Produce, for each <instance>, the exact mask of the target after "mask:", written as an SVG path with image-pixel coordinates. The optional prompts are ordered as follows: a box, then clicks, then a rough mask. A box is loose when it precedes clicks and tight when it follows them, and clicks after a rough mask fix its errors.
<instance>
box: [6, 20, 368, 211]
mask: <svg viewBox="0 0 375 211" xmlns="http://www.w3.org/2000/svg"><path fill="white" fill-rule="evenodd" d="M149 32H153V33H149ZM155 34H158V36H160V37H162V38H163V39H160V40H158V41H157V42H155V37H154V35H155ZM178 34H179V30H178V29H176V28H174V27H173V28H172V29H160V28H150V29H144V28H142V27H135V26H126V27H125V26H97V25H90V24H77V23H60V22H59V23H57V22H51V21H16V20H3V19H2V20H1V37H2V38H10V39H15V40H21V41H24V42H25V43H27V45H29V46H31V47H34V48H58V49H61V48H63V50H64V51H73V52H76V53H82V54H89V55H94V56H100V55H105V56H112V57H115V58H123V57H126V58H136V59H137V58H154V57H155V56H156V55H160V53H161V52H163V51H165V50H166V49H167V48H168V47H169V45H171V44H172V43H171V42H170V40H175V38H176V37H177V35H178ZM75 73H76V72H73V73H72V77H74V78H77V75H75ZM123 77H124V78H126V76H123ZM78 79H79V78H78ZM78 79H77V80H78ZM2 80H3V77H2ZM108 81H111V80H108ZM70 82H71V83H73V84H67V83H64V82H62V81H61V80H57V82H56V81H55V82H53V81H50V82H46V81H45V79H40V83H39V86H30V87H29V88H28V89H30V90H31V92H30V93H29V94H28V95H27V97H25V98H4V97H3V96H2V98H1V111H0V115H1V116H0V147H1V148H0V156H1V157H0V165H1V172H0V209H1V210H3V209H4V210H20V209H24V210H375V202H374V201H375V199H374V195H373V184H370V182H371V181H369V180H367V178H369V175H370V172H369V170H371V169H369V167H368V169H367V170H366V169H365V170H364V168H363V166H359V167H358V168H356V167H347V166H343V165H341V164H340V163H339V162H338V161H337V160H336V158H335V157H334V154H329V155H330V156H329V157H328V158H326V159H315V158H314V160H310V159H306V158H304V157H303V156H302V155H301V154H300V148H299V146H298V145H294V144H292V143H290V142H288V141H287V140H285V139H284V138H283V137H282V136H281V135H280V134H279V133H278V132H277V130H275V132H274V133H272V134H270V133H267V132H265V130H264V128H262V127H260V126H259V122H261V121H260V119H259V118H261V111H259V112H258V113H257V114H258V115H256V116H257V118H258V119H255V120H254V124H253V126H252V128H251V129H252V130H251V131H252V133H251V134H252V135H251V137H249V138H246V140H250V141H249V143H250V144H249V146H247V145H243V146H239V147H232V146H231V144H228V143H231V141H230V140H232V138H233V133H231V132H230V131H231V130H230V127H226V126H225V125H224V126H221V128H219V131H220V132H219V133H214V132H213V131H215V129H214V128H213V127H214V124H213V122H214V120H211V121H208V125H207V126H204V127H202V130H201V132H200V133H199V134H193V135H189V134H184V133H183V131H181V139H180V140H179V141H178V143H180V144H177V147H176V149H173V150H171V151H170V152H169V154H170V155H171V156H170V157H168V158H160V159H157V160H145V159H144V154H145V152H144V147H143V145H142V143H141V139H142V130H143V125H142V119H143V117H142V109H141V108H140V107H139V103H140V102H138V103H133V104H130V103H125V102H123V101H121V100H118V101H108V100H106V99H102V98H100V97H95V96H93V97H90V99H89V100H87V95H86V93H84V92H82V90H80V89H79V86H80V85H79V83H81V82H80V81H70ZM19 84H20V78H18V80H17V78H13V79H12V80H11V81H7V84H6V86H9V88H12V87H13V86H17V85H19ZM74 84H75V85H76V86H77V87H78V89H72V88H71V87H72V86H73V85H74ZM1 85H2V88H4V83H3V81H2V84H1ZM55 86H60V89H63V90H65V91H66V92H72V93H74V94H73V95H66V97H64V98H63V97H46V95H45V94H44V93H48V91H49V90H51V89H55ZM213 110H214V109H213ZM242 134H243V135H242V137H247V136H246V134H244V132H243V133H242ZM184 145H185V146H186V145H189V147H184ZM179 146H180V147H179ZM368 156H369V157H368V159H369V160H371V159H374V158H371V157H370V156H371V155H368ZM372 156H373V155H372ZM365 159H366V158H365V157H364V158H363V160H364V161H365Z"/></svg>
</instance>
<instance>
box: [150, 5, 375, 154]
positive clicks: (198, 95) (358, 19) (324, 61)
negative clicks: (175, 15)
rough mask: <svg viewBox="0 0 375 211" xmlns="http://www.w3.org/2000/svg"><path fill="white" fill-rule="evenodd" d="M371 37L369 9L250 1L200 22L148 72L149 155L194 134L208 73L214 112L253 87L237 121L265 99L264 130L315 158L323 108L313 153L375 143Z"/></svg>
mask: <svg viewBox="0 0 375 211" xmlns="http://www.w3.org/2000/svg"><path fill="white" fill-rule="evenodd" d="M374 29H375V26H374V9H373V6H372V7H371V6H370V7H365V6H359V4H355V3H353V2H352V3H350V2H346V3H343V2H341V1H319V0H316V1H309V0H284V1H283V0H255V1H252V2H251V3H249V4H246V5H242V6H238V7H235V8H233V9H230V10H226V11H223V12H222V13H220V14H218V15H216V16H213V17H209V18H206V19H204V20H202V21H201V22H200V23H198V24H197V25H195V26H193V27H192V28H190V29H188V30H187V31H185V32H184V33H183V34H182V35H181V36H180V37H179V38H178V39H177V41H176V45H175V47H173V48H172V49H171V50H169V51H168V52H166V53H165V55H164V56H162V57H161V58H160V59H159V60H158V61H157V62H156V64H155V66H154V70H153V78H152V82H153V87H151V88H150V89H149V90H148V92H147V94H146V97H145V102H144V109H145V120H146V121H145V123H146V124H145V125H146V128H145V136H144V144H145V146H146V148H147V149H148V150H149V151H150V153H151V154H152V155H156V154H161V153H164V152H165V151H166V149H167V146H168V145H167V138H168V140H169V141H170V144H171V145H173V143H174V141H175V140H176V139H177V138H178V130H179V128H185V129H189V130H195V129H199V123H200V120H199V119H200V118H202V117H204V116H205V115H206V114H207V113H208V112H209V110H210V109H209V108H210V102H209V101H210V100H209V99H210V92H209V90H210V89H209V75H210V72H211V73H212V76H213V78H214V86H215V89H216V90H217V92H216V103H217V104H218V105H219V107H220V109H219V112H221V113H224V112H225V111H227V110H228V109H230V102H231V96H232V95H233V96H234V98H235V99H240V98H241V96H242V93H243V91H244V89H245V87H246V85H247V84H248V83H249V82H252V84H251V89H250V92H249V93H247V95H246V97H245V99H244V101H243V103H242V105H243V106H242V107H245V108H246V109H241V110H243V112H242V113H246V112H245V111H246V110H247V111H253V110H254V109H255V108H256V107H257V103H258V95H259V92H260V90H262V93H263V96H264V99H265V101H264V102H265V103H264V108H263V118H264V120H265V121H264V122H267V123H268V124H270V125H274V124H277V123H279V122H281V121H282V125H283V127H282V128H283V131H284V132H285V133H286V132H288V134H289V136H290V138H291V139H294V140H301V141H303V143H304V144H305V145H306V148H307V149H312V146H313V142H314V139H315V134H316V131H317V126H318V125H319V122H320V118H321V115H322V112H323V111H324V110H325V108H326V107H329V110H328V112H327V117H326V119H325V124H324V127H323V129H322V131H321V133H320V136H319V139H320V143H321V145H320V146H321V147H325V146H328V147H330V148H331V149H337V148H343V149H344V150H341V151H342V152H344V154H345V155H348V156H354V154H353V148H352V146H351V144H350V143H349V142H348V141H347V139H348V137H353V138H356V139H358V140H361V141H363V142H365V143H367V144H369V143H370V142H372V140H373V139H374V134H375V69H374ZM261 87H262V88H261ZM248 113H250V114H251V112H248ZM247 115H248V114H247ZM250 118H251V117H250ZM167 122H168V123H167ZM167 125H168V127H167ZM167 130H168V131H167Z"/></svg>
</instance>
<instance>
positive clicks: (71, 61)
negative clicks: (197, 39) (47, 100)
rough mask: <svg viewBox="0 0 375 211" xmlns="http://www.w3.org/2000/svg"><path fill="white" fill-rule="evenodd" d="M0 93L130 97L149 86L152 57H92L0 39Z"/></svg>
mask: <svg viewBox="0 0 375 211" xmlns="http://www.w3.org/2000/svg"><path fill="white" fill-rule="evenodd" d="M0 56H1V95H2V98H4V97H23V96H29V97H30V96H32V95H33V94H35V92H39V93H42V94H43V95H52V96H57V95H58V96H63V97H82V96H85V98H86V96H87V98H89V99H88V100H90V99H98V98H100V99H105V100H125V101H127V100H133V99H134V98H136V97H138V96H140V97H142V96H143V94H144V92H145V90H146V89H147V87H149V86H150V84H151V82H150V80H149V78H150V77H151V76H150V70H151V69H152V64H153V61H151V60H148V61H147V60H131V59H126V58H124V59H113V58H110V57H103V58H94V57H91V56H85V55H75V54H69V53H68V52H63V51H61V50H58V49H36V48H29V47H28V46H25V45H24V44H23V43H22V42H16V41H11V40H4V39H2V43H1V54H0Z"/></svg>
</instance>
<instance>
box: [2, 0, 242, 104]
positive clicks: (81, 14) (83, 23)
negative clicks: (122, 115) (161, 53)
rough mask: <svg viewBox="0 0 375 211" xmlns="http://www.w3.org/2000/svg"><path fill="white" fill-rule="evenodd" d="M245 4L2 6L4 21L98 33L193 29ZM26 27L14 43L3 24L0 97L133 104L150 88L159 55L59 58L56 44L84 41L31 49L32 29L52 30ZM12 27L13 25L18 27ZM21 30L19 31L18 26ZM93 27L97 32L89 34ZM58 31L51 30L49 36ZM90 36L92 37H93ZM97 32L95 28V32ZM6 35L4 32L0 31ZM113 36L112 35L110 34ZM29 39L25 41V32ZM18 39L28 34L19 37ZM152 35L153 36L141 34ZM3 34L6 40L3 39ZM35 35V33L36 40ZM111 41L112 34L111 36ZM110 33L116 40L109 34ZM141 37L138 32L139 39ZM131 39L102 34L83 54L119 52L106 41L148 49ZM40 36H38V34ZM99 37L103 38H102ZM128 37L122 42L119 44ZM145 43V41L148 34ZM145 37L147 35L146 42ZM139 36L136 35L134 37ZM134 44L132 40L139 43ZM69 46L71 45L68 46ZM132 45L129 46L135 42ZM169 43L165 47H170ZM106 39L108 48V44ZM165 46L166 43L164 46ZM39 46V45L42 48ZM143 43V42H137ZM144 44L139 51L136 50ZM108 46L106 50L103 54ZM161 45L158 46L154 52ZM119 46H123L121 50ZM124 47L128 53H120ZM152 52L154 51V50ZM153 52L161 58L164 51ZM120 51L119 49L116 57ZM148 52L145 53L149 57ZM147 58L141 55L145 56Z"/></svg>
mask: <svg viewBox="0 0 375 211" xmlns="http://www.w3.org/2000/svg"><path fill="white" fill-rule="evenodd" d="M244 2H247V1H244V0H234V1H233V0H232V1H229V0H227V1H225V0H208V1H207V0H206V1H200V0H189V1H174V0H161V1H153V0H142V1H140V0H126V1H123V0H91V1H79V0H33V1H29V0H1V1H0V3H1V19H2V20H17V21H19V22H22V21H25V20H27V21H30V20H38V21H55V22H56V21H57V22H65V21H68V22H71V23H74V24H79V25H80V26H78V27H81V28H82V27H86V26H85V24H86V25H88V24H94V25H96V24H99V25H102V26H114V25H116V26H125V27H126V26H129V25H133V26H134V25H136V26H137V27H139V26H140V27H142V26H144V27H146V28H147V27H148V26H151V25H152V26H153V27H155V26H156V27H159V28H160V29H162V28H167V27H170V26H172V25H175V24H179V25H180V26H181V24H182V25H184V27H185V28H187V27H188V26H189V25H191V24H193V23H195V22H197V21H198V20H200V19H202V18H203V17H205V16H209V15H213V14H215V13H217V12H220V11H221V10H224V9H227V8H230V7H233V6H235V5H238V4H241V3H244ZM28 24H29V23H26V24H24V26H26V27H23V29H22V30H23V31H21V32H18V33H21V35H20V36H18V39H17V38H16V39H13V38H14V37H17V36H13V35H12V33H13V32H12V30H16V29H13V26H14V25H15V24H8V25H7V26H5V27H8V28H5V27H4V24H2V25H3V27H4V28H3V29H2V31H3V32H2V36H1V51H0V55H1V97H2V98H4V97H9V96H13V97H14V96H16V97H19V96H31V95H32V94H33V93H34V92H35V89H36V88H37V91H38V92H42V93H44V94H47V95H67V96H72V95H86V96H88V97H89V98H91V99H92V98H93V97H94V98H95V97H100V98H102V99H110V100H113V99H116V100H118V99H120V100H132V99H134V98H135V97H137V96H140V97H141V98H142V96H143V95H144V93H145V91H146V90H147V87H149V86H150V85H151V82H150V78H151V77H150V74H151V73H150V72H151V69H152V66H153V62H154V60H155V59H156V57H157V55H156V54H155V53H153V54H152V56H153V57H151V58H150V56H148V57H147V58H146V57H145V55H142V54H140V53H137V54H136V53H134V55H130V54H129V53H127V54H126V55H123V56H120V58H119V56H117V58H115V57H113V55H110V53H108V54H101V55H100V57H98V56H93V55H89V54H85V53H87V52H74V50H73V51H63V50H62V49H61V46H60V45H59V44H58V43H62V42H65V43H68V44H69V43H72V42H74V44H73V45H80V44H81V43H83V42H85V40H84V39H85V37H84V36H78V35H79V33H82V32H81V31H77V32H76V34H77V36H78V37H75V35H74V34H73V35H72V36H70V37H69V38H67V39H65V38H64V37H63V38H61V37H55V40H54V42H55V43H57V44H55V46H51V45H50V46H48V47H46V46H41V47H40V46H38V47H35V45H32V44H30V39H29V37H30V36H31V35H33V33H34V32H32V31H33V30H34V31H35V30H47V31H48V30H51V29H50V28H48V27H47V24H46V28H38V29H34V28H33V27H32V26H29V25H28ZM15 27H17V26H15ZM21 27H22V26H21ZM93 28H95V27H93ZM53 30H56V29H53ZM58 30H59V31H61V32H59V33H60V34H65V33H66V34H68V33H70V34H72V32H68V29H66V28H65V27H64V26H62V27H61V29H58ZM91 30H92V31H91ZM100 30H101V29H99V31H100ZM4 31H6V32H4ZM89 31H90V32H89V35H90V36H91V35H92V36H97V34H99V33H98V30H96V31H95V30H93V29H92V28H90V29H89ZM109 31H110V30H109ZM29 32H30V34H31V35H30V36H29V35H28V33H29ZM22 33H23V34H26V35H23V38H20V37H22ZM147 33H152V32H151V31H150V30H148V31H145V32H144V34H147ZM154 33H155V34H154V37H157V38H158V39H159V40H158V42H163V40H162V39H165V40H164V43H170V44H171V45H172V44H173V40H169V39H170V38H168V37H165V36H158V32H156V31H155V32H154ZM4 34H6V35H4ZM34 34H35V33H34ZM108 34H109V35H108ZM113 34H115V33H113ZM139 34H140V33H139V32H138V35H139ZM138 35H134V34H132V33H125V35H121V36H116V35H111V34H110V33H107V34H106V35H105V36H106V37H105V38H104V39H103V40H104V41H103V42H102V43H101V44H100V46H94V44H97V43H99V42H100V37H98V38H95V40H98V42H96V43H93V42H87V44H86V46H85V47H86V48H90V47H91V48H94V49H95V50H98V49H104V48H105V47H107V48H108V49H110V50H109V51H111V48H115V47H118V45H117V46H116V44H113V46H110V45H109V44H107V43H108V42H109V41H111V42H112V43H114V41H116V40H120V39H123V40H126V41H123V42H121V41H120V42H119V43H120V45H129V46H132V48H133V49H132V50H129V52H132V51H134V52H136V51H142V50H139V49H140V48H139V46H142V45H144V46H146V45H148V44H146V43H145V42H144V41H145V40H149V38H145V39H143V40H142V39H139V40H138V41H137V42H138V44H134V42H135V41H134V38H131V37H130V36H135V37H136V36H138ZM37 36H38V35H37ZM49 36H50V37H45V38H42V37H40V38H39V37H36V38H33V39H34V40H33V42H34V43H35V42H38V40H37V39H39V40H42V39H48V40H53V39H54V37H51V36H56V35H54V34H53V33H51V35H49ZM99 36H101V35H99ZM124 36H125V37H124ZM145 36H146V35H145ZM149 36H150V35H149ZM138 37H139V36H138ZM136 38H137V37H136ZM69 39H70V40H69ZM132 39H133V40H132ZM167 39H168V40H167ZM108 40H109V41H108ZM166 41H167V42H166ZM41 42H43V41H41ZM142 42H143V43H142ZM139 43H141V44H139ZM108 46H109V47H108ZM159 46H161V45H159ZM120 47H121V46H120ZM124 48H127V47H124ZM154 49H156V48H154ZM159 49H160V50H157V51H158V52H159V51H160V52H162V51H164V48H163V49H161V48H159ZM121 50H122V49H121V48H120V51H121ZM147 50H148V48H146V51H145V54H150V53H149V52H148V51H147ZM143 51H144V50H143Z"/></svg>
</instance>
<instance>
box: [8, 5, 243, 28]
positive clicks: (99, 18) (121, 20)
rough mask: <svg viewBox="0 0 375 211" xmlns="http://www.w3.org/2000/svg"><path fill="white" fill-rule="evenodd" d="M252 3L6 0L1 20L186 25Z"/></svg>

********************

→ Task goal
Can you reproduce the records above word for word, starting at their first line and stopping after the line that contains "box: [6, 20, 368, 211]"?

→ The completed task
Produce, for each <instance>, the exact mask of the target after "mask:", written as an SVG path with image-pixel coordinates. The optional prompts are ordered as follows: a box, then clicks, then a rough mask. A box is loose when it precedes clicks and tight when it follows them, and clicks after a rough mask fix its errors.
<instance>
box: [6, 20, 368, 211]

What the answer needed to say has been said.